**About this exercise**
Make an exact copy of the listing below.

**Study material**
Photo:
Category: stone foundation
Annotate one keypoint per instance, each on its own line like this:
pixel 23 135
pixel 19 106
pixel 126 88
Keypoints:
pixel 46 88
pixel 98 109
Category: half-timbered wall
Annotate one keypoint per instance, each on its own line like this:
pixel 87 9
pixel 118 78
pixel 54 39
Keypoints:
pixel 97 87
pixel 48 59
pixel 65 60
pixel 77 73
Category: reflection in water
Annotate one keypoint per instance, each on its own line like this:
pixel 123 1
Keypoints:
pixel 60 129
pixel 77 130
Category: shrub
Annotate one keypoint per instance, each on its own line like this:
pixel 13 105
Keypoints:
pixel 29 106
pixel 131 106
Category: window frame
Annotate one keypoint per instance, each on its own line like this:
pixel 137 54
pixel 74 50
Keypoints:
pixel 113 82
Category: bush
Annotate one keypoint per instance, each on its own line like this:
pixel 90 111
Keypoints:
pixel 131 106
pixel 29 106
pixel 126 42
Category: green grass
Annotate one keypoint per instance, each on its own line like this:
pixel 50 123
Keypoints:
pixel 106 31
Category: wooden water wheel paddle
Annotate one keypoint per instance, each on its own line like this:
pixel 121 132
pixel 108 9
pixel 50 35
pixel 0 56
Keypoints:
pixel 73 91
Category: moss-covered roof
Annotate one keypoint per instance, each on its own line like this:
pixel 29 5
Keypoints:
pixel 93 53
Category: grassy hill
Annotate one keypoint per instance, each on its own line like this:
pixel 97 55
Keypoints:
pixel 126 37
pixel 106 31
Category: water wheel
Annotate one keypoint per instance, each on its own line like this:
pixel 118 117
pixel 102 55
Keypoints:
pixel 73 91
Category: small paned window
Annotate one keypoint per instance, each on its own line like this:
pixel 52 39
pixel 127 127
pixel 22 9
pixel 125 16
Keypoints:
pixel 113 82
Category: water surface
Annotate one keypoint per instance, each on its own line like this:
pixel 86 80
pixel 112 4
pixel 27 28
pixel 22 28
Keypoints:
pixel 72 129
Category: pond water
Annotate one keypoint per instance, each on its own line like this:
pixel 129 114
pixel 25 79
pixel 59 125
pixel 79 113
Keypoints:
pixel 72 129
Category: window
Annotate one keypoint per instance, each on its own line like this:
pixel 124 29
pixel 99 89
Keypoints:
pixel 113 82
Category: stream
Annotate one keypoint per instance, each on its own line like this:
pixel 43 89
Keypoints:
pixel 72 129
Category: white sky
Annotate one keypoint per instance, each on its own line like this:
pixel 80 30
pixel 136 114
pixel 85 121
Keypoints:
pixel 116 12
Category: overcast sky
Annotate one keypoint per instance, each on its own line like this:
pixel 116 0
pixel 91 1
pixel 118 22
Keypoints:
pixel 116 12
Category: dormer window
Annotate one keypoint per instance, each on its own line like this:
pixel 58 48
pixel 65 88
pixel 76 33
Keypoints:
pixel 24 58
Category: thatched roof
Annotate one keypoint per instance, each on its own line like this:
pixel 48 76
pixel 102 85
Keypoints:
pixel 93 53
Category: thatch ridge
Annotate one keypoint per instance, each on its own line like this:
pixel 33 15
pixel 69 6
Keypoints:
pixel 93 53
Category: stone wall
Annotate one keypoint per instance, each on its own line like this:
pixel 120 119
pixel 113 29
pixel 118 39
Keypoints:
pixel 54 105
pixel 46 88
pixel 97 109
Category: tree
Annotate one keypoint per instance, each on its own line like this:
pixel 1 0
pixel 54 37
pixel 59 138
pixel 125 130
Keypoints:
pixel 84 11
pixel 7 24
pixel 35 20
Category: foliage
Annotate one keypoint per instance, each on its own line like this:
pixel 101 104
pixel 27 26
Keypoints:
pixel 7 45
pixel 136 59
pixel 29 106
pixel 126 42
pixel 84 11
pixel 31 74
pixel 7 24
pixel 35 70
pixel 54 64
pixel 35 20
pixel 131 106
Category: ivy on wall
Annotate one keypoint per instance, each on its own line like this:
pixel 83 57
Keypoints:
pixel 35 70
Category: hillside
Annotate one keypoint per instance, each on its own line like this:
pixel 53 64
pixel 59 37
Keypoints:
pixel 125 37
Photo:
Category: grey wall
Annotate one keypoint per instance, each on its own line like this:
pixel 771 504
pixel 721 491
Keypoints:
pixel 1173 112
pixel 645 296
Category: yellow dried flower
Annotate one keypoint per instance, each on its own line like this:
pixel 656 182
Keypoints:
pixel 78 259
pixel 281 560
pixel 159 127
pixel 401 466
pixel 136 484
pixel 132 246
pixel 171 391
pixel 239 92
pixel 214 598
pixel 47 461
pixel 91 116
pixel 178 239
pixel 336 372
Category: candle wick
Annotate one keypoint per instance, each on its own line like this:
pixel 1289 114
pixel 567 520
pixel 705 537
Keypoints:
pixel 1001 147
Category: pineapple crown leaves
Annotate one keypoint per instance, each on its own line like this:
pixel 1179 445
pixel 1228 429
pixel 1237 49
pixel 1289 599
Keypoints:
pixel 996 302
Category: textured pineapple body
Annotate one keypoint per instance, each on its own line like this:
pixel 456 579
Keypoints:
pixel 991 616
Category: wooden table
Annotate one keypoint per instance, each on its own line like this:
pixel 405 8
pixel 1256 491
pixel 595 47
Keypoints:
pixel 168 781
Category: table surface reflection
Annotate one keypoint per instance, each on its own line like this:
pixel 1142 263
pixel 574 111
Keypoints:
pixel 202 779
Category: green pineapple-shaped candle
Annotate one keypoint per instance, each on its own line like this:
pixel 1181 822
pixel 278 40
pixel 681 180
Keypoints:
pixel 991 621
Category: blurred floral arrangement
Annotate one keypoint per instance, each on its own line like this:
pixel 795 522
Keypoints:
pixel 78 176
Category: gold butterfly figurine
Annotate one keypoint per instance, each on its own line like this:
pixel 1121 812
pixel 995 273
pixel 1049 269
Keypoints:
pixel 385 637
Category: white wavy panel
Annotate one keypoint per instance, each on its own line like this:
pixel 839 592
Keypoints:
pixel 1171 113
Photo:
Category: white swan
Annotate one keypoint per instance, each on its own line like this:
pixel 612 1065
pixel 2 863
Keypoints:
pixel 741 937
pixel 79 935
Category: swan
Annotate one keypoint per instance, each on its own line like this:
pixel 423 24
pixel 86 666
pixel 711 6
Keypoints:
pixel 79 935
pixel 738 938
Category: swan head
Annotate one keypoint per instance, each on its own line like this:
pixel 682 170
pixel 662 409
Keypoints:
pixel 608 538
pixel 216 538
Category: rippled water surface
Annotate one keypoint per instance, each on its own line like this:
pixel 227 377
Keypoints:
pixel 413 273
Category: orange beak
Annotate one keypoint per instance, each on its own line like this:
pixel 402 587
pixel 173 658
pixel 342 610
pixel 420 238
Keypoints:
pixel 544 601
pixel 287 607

**Output for this task**
Photo:
Category: stone foundation
Annotate one keypoint per instance, each on its own line like this:
pixel 23 135
pixel 19 106
pixel 126 88
Keypoints:
pixel 46 88
pixel 98 109
Category: half-timbered wall
Annotate one keypoint per instance, each on its own line like this:
pixel 87 9
pixel 118 78
pixel 54 39
Keypoints:
pixel 97 87
pixel 48 59
pixel 65 60
pixel 77 73
Category: reflection in water
Annotate one keypoint per instance, each on its own line like this:
pixel 123 1
Keypoints:
pixel 60 129
pixel 77 130
Category: shrub
Annotate one keypoint per instance, each on its own line like this:
pixel 13 105
Keypoints:
pixel 29 106
pixel 131 106
Category: window frame
Annotate one keypoint per instance, each on its own line like this:
pixel 137 54
pixel 74 50
Keypoints:
pixel 113 82
Category: bush
Annotate one keypoint per instance, each on its own line like this:
pixel 90 111
Keypoints:
pixel 131 106
pixel 29 106
pixel 126 42
Category: green grass
Annotate one keypoint per instance, each on its own line like this:
pixel 50 123
Keypoints:
pixel 106 31
Category: wooden water wheel paddle
Annotate one keypoint per instance, each on its own line like this:
pixel 121 132
pixel 108 9
pixel 50 35
pixel 0 56
Keypoints:
pixel 73 91
Category: moss-covered roof
Annotate one keypoint per instance, each on its own line like this:
pixel 29 5
Keypoints:
pixel 93 53
Category: grassy hill
Annotate one keypoint per instance, each on its own line like this:
pixel 97 55
Keypoints:
pixel 126 37
pixel 106 31
Category: water wheel
Annotate one keypoint per instance, each on its own line like this:
pixel 118 117
pixel 102 55
Keypoints:
pixel 73 91
Category: small paned window
Annotate one keypoint per instance, each on its own line like this:
pixel 52 39
pixel 127 127
pixel 22 9
pixel 125 16
Keypoints:
pixel 113 82
Category: water surface
Annotate one keypoint per instance, each on its own line like this:
pixel 86 80
pixel 112 4
pixel 27 28
pixel 22 28
Keypoints:
pixel 72 129
Category: pond water
Annotate one keypoint per instance, each on its own line like this:
pixel 129 114
pixel 25 79
pixel 59 125
pixel 79 113
Keypoints:
pixel 72 129
Category: window
Annotate one keypoint per instance, each on its own line like this:
pixel 124 29
pixel 99 89
Keypoints:
pixel 113 82
Category: stream
Annotate one keypoint per instance, each on its own line like this:
pixel 43 89
Keypoints:
pixel 72 129
Category: white sky
Annotate one keypoint per instance, each on its own line like this:
pixel 80 30
pixel 136 114
pixel 85 121
Keypoints:
pixel 116 12
Category: overcast sky
Annotate one keypoint per instance, each on its own line like this:
pixel 116 0
pixel 91 1
pixel 118 22
Keypoints:
pixel 116 12
Category: dormer window
Annotate one keypoint per instance, each on its own line like this:
pixel 58 48
pixel 65 88
pixel 76 33
Keypoints:
pixel 24 58
Category: thatched roof
Annotate one keypoint per instance, each on its own line like this:
pixel 48 76
pixel 102 85
Keypoints:
pixel 93 53
Category: thatch ridge
Annotate one keypoint per instance, each on its own line like this:
pixel 33 15
pixel 69 6
Keypoints:
pixel 93 53
Category: stone wall
Annotate one keypoint per instance, each on its own line like this:
pixel 120 119
pixel 113 29
pixel 118 39
Keypoints:
pixel 54 105
pixel 46 88
pixel 97 109
Category: tree
Annotate one keypoint per instance, each on its own line like this:
pixel 1 0
pixel 54 37
pixel 59 138
pixel 125 130
Keypoints:
pixel 84 11
pixel 7 24
pixel 35 20
Category: foliage
Annotate one keypoint per instance, each on its own line like this:
pixel 101 104
pixel 27 26
Keypoints:
pixel 7 45
pixel 136 59
pixel 29 106
pixel 126 42
pixel 84 11
pixel 31 74
pixel 7 24
pixel 35 70
pixel 54 64
pixel 35 20
pixel 131 106
Category: ivy on wall
Annotate one keypoint per instance, each on its own line like this:
pixel 83 57
Keypoints:
pixel 35 70
Category: hillside
Annotate one keypoint per instance, each on its own line like this:
pixel 53 64
pixel 59 37
Keypoints:
pixel 125 37
Photo:
Category: grey wall
Annotate one keypoint per instance, each on its own line like this:
pixel 771 504
pixel 721 491
Keypoints:
pixel 1173 112
pixel 645 296
Category: yellow dried flower
Annotate one keypoint per instance, each on its own line like this:
pixel 656 182
Keypoints:
pixel 78 259
pixel 281 560
pixel 159 127
pixel 401 466
pixel 136 484
pixel 132 246
pixel 171 391
pixel 239 92
pixel 214 598
pixel 47 461
pixel 91 116
pixel 178 239
pixel 336 372
Category: candle wick
Annotate one keypoint per instance, each on its own line like this:
pixel 1289 114
pixel 567 520
pixel 705 537
Keypoints:
pixel 1001 147
Category: pineapple crown leaves
Annotate one keypoint per instance, each on its own line like this:
pixel 1179 445
pixel 1228 429
pixel 1237 49
pixel 1289 599
Keypoints:
pixel 996 302
Category: textured pineapple body
Annotate one keypoint per instance, each on its own line like this:
pixel 456 579
Keypoints:
pixel 991 616
Category: wooden table
Annotate one keypoint per instance, each on its own line like this:
pixel 405 8
pixel 1256 491
pixel 595 47
Keypoints:
pixel 168 781
Category: table surface reflection
Annotate one keypoint per instance, each on its own line like this:
pixel 1142 263
pixel 574 111
Keypoints:
pixel 202 779
Category: green pineapple-shaped candle
Annotate one keypoint per instance, each on its own line like this:
pixel 1181 822
pixel 278 40
pixel 681 180
Keypoints:
pixel 991 621
Category: blurred floral arrangement
Annotate one keypoint per instance, each on its own line like this:
pixel 795 522
Keypoints:
pixel 78 176
Category: gold butterfly figurine
Annotate one keypoint per instance, each on its own line like this:
pixel 1121 812
pixel 995 273
pixel 1049 269
Keypoints:
pixel 385 637
Category: white wavy panel
Annotate one keypoint per instance, each on its own line like this:
pixel 839 592
Keypoints:
pixel 1171 113
Photo:
Category: white swan
Annotate one keypoint per instance, each on its own line like this:
pixel 612 1065
pixel 2 863
Keypoints:
pixel 741 937
pixel 79 935
Category: swan
Annotate one keypoint per instance, each on its own line like this:
pixel 423 24
pixel 86 666
pixel 711 6
Keypoints:
pixel 79 935
pixel 738 938
Category: swan head
Annotate one keypoint per instance, each on its own line like this:
pixel 682 170
pixel 662 409
Keypoints:
pixel 608 538
pixel 216 538
Category: rippled water surface
Annotate one keypoint per instance, each on its own line like this:
pixel 227 377
Keypoints:
pixel 413 273
Category: orange beak
Annotate one keypoint per instance, each on its own line like this:
pixel 402 587
pixel 173 658
pixel 342 610
pixel 420 238
Keypoints:
pixel 544 601
pixel 287 607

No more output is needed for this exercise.